Action item A: Duplicate the part of the lone wolf essay between "A person with a lone wolf mentality also" and "life. This is my lone wolf mentality.", inclusive.
Action item B: In the lone wolf essay, does each statement agree with the text? Answer yes or no and quote the deciding words exactly: (i) The writer enjoys bowling. (ii) The coworker who raised the subject of marriage was married. (iii) The writer likes attending house parties.

Extract provided:
*-*-*
I may have mentioned in the past that I have been called "stubborn" for having this mentality. And, I still see differently. The word "stubborn"  is mainly used by those that just don't understand nor respect our decision to want to be left alone from time to time. Unless a lone wolf meets someone that doesn't make them feel like being around or communicating with them on a daily basis, the lone wolf will eventually become less and less interested in talking or hanging out with that person that cannot seem "to leave them alone" on a daily (or even a weekly) basis. I can't really explain why I feel this way about myself. I just do. This is my lone wolf way.

I've know I may haven even upset a lot of family members and friends with this need to be alone or not called as much as they may have wanted to call me. But, I rather be honest with my feelings than keep these "frame of mind" to myself. This is my life. I only have the one to live. So, I choose to live this life to my pursuit of happiness. For example, after a long day of work, I enjoy relaxing at my place with my pet dog. If not that, I also enjoy going to the gym to workout alone while listening to my music. And, if not that, I enjoy bowling. All of these things that I choose to do alone is very therapeutic to me in mind, body, and spirit. This is my lone wolf way.

I love my family members and friends. I can't deny that fact. But, when my family members and friends either give people that I don't know in our group setting my real name, or they tell others what I do for a career choice, it puts me in an immediate frame of mind to not want to interact with anyone much longer that I need to be. I will even begin to start shutting down with others the longer I stay in that type of environment, because I don't feel that their family members or friends don't need to know my real name or profession. This is why I am not the kind of person that like to attend house parties or certain family gatherings where my real name (instead of my nickname) or profession is broad casted out to those whom I see no need to know this information about me. The less people that know my real name or the profession that I currently work, the more I can enjoy the moment with others. This is just the way I feel as a person with a lone wolf mentality.

If you see by now, I don't see myself ever being married or even engaged with someone special in the near future. If I do find someone to share my life with, that woman must be of the same kinship in mentality and spirit with each other for this ever occur. And, I don't see that happening in my life at this time. And, I am okay with this possible outcome of the relationship part of my life. I once had a coworker ask me do I ever worry about dying alone due to me not being married. And, I responded with a simple, "No." The coworker then threw that Bible in my face about the need to be married to someone. In my mind I was saying, "I don't see a God that would not allow me into Heaven because I choose to not be married." Mind you, this person was single them self while they were trying to get me to think about marrying someone. How moronic and disrespectful to judge and try to do such a thing. I rather be single and happy than married and miserable. This is my lone wolf mentality.

A person with a lone wolf mentality also goes by the saying, "... It is what it is..." And, if I happen to be alone at the end of my lifespan, then "it will be what it is" when it is all said and done with my life. And, I will be okay with that outcome of my life. I have no regrets with my life. If I've ever hurt anyone due to anything on my part, then I apologise. And, I already forgiven those that I done wrong to me. Life is too short to hold grudges with anyone. So, I have chosen to just not hang out or further communicate with those that I feel will be or is a negative part of my life. This is my lone wolf mentality.
*-*-*
Available data:
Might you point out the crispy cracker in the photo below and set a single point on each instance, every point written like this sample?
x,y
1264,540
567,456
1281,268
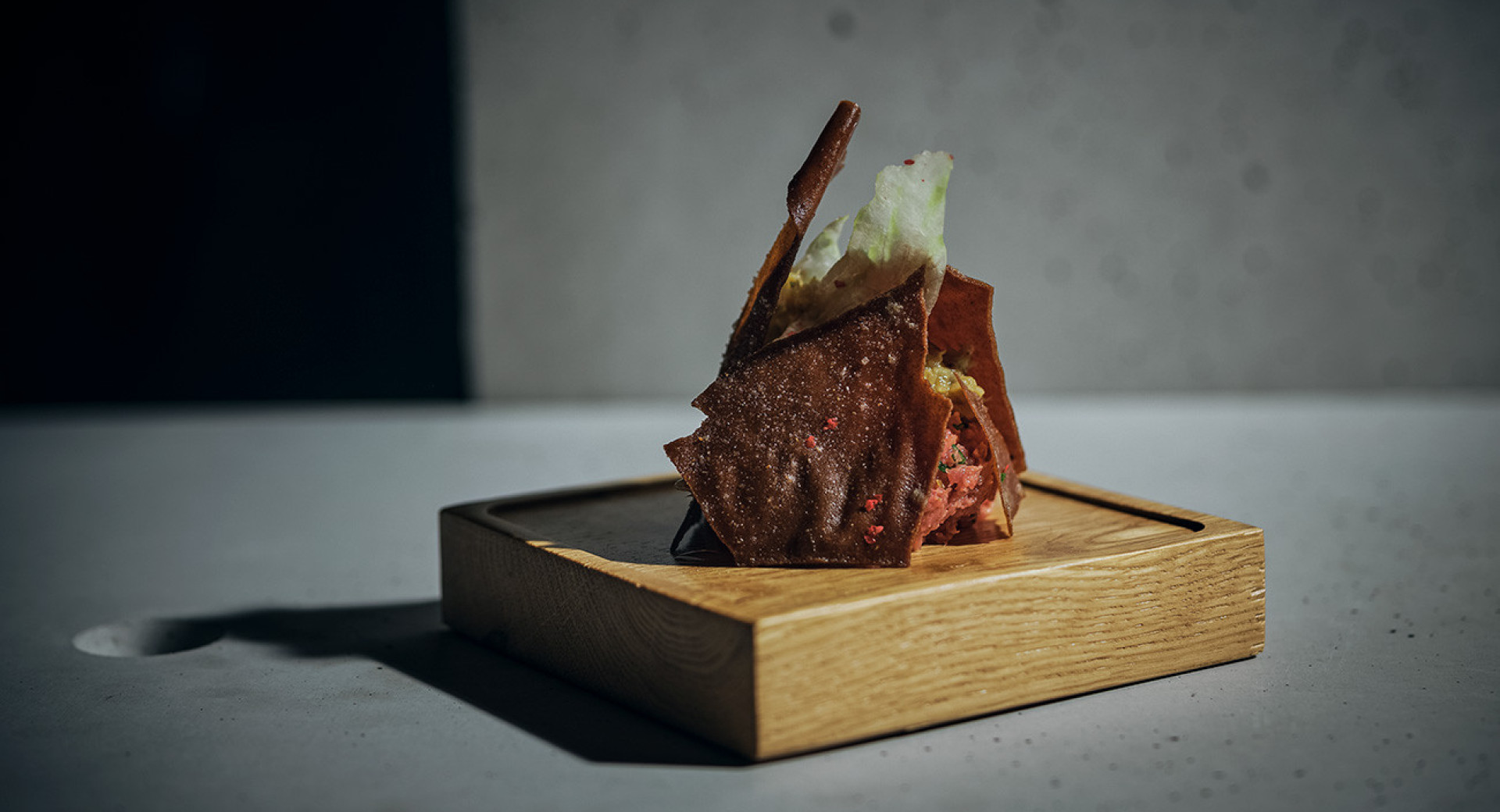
*-*-*
Exercise answer A:
A person with a lone wolf mentality also goes by the saying, "... It is what it is..." And, if I happen to be alone at the end of my lifespan, then "it will be what it is" when it is all said and done with my life. And, I will be okay with that outcome of my life. I have no regrets with my life. If I've ever hurt anyone due to anything on my part, then I apologise. And, I already forgiven those that I done wrong to me. Life is too short to hold grudges with anyone. So, I have chosen to just not hang out or further communicate with those that I feel will be or is a negative part of my life. This is my lone wolf mentality.

Exercise answer B:
(i) Yes: "I enjoy bowling."
(ii) No: "this person was single them self while they were trying to get me to think about marrying someone."
(iii) No: "I am not the kind of person that like to attend house parties"